- Artikel:
________________________________________

PPP Kualat, Benarkah?

Sampai tulisan ini diupload,belum ada titik terang dari kemelut PPP. Konon, kantor mereka masih digembok pasca Rapimnas kemarin. Kedua kubu, kubu SDA dan penentangnya saling tuding dan merasa paling benar dengan tindakannya. Berdasar Rapimnas itu pula, SDA diberhentikan sementara sebagai pucuk pimpinan partai.

Pertikaian daam sebuah Parpol memang lazimterjadi di Indonesia. Bukan apa-apa, penyebabnya bisa jadi karena begitu kentalnya masing-masing anggota partai mengusung kepentingan pribadi. Bahwa ada semacam semboyan atau jargon atau apalah yang menjadi pedoman partai, memang begitu adanya. Akan tetapi, semua itu hanya menjadi semacam prasasti saja. Dalam perjalanan partai dikemudian hari, tak jarang semboyan itu menjadi tak berarti. Kepentingan pribadi atau kelompok tetap saja menjadi panglima.

Oleh sebab itu, rasanya sulit untuk percaya bahwa partai-partai itu akan berjuang untuk rakyat. Begitupun dengan mereka yang mengatasnamakan partai Islam atau partai berbasis Islam, hampir tidak bisa dipercaya kalau mereka akan memperjuangkan kepentingan umat. Bukankah sudah banyak contoh untuk itu? Maka, hampir tidak mungkin mereka akan bersatu karena jelas mereka tidak berpijak pada satu kepentingan.

Kembali pada kisruh PPP ini, boleh jadi memang tak lepas dari gaya ‘grusak-grusuk’-nya sang Ketum. Ada yang bilang, mungkin Beliau satu-satunya Ketum Parpol paing aneh karena hadir dan ikut berkampanye bagi parpol lain. Masuk akal kiranya bila ini mengundang gejolak di kalangan internal. Anggota militan tentu tidak rela partainya direndahkan sedemikian rupa.

________________________________________

- Kumpulan Data:
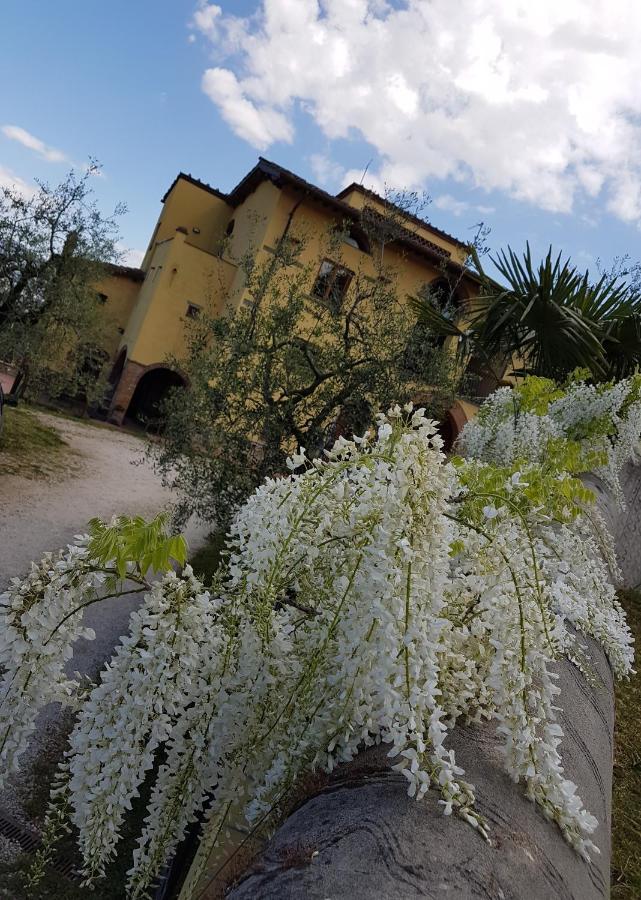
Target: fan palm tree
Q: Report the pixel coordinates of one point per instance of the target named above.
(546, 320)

________________________________________

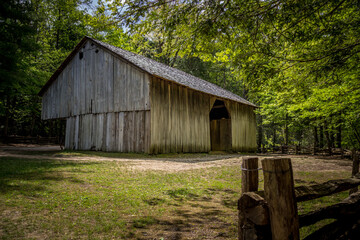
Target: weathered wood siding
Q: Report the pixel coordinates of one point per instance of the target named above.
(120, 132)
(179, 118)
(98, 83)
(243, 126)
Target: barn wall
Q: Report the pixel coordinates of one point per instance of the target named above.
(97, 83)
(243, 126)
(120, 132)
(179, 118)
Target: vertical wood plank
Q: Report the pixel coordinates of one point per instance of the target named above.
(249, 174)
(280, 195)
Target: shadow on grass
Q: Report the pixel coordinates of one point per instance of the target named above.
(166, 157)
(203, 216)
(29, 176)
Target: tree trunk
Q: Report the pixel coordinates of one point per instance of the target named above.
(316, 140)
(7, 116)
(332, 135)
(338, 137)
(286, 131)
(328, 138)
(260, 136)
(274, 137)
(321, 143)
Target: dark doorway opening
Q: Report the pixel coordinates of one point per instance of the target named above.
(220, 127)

________________________________________

- Instruksi 1:
Salin ulang bagian artikel tentang kemelut PPP, mulai dari "Sampai tulisan ini" dan berakhir pada "saja menjadi panglima.".
- Instruksi 2:
Sebutkan semua singkatan yang muncul dalam artikel tentang kemelut PPP.
Baris-baris data ini diambil dari sumber yang berbeda.

- Jawaban Latihan 1:
Sampai tulisan ini diupload,belum ada titik terang dari kemelut PPP. Konon, kantor mereka masih digembok pasca Rapimnas kemarin. Kedua kubu, kubu SDA dan penentangnya saling tuding dan merasa paling benar dengan tindakannya. Berdasar Rapimnas itu pula, SDA diberhentikan sementara sebagai pucuk pimpinan partai.

Pertikaian daam sebuah Parpol memang lazimterjadi di Indonesia. Bukan apa-apa, penyebabnya bisa jadi karena begitu kentalnya masing-masing anggota partai mengusung kepentingan pribadi. Bahwa ada semacam semboyan atau jargon atau apalah yang menjadi pedoman partai, memang begitu adanya. Akan tetapi, semua itu hanya menjadi semacam prasasti saja. Dalam perjalanan partai dikemudian hari, tak jarang semboyan itu menjadi tak berarti. Kepentingan pribadi atau kelompok tetap saja menjadi panglima.

- Jawaban Latihan 2:
PPP, SDA, Rapimnas, Parpol, Ketum